## Extrait choisi:
*-*-*

Gazette Debout : Tu suis les manifestations contre la loi travail depuis le début. Quel est ton ressenti après celle du 14 juin ?
Alexandre : J’estime qu’il y a eu plus de violences directes que d’habitude. De nombreuses blessures qui témoignent de coups portés sur les manifestants avec des matraques, des grenades, des projectiles. Beaucoup de traumatismes crâniens : des ouvertures de trois à dix centimètres sur la tête.
J’ai soigné une quinzaine de personnes. Même si on s’y attendait, c’est toujours trop. Et le gouvernement savait qu’il y aurait du monde : il avait fait venir des compagnies de CRS des quatre coins de la France : Bretagne, Toulouse, PACA, Aquitaine. Dans une situation normale, les policiers sont présents pour encadrer la manifestation et pour assurer la sécurité des biens et des personnes. Ce motif justifie leur présence en masse. Mais malheureusement, ils sont aujourd’hui devenus une milice de l’Etat, la milice du capital et de la loi travail. Ils ont perdu leur rôle, celui d’arrêter les cambrioleurs ou les violeurs. J’estime qu’un policier qui va inciter à la provocation sert un message politique et non le message pour lequel il est payé et s’est engagé en recevant son insigne.

*-*-*

## Contenus stockés:
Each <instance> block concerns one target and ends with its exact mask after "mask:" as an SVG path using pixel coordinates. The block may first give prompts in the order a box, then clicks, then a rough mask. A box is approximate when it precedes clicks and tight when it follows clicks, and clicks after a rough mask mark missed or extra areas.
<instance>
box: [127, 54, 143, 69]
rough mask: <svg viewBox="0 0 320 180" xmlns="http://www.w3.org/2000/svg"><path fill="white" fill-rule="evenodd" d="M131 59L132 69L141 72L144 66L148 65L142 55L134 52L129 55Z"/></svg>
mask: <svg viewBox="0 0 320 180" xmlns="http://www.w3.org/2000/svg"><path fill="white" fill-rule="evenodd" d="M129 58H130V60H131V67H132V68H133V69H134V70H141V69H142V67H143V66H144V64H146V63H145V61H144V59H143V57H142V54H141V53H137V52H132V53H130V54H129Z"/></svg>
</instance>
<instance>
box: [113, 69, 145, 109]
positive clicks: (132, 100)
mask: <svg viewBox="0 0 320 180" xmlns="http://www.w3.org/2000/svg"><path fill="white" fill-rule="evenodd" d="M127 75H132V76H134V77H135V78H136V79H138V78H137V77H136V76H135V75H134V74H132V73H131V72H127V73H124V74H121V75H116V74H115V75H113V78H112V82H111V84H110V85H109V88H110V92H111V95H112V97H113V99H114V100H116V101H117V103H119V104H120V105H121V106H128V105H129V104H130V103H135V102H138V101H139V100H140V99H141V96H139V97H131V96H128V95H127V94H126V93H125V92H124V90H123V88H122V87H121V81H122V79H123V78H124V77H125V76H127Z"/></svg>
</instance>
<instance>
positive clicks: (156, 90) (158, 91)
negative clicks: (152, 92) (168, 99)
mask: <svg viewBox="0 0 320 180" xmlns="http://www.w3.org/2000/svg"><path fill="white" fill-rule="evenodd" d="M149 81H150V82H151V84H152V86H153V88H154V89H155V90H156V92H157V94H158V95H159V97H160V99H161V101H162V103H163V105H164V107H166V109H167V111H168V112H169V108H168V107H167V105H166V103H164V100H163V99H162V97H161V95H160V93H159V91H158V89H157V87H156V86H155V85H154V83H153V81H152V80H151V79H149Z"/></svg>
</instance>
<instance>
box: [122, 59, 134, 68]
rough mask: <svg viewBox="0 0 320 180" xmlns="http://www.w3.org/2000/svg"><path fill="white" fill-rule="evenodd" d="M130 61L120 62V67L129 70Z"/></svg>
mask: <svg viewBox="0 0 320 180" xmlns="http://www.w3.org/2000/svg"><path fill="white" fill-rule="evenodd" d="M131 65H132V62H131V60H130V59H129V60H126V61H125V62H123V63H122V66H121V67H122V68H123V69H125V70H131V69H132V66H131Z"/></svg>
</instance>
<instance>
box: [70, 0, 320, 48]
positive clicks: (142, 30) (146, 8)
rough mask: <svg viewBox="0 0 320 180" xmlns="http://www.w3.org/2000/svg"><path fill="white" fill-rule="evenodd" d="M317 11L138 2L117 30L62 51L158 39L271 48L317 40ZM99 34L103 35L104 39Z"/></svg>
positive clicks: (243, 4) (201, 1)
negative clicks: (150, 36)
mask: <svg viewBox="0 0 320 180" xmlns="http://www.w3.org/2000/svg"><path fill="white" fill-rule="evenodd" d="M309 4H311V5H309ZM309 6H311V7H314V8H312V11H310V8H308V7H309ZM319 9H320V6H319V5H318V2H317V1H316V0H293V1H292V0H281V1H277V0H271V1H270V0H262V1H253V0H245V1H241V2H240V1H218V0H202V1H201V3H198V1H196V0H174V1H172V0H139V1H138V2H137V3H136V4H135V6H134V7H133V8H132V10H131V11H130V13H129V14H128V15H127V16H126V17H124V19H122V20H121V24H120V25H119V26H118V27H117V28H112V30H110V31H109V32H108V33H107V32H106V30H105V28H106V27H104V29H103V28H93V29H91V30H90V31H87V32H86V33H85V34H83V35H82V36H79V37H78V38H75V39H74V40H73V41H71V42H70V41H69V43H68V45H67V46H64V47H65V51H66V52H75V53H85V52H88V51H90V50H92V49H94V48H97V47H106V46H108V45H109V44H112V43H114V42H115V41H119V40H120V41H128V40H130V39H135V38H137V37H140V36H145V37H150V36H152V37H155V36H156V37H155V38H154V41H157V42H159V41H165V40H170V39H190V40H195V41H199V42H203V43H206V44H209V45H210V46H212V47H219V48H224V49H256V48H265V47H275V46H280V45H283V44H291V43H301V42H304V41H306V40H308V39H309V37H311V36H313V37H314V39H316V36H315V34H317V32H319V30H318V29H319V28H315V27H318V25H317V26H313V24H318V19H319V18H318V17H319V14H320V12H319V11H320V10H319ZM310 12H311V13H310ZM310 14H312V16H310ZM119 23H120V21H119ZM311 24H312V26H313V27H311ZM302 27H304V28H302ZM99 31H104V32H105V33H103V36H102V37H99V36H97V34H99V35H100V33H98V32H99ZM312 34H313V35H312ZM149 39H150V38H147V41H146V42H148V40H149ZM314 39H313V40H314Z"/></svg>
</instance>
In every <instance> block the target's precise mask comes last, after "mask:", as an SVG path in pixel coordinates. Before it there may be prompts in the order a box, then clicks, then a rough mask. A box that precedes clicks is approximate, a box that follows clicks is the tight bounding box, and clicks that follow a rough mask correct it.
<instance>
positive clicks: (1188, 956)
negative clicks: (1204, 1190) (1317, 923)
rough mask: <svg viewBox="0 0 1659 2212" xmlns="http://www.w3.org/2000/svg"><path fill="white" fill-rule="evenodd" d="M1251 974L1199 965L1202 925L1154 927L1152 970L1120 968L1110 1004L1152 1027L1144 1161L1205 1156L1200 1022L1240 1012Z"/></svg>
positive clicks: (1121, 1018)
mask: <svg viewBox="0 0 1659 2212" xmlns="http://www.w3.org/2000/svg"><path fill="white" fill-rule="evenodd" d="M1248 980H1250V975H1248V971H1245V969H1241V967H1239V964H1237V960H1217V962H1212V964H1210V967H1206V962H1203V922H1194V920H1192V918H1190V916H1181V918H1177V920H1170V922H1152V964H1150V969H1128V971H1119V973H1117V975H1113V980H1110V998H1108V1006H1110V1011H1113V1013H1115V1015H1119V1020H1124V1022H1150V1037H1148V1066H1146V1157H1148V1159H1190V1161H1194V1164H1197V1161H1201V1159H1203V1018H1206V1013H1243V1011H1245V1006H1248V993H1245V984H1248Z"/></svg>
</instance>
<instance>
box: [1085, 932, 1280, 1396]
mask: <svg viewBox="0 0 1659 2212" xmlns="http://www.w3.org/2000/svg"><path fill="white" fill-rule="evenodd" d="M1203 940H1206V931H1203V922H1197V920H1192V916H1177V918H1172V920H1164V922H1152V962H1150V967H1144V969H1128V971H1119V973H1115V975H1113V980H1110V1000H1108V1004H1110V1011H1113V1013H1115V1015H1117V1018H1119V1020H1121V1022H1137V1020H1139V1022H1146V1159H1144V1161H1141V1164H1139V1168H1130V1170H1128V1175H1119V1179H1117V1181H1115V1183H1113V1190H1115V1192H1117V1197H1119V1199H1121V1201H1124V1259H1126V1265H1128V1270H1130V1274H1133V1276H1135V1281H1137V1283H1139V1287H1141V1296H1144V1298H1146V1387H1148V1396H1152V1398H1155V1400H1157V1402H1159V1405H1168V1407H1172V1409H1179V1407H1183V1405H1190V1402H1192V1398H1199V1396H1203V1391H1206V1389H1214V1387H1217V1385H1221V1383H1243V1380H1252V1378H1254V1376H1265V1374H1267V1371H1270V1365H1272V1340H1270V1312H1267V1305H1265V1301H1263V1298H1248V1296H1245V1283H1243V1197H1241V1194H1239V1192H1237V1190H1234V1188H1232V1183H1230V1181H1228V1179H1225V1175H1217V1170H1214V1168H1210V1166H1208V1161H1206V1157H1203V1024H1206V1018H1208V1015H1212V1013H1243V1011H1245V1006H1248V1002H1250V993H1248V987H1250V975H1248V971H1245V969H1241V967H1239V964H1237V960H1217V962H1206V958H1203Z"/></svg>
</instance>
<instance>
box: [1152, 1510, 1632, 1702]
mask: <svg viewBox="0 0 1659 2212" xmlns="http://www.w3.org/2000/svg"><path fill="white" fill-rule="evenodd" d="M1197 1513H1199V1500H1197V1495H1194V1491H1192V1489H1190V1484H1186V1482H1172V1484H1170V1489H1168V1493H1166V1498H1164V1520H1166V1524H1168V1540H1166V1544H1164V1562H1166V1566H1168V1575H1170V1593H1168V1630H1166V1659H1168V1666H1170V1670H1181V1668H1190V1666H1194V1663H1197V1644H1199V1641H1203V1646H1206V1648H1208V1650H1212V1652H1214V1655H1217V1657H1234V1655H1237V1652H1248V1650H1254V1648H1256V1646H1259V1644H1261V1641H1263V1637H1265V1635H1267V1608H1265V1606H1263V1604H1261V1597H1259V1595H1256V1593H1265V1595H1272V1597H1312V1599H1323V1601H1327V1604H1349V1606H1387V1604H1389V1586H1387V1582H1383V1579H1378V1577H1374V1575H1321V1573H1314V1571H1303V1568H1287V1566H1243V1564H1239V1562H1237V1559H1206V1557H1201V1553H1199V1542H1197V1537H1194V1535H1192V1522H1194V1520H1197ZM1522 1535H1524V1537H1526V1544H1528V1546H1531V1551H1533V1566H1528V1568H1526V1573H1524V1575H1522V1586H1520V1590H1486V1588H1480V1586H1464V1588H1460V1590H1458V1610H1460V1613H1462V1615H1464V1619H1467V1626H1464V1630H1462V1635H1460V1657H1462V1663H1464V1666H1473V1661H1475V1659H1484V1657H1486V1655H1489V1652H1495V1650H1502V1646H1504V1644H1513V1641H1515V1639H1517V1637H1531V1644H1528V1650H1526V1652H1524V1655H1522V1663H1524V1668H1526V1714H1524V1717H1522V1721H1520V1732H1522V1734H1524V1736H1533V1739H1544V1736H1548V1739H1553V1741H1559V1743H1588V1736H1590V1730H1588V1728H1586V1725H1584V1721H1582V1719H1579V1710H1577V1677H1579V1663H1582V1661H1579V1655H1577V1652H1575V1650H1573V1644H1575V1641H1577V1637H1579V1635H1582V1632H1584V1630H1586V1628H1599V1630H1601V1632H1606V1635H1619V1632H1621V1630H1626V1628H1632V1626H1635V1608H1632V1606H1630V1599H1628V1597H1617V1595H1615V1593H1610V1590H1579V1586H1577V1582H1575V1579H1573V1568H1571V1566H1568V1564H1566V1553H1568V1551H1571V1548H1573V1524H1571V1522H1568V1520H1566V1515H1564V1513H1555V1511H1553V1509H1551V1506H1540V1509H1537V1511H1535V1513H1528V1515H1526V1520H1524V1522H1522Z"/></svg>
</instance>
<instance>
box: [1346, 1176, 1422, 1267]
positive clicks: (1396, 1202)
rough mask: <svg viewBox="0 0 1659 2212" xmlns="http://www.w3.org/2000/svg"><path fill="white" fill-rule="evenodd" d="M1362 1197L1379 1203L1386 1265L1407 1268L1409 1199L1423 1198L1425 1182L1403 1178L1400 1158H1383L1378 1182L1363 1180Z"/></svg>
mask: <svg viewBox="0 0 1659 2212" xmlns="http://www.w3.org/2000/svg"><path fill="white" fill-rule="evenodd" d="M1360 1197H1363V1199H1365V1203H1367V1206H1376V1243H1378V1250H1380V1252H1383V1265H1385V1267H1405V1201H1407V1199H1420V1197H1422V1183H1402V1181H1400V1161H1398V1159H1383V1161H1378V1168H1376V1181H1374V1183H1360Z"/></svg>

*-*-*

## Consigne:
Recopiez fidèlement le passage de l’entretien qui commence par « Gazette Debout : Tu » et se poursuit jusqu’à « sur la tête. ». Le listing n’a aucun rapport avec l’entretien.

## Réponse attendue:
Gazette Debout : Tu suis les manifestations contre la loi travail depuis le début. Quel est ton ressenti après celle du 14 juin ?
Alexandre : J’estime qu’il y a eu plus de violences directes que d’habitude. De nombreuses blessures qui témoignent de coups portés sur les manifestants avec des matraques, des grenades, des projectiles. Beaucoup de traumatismes crâniens : des ouvertures de trois à dix centimètres sur la tête.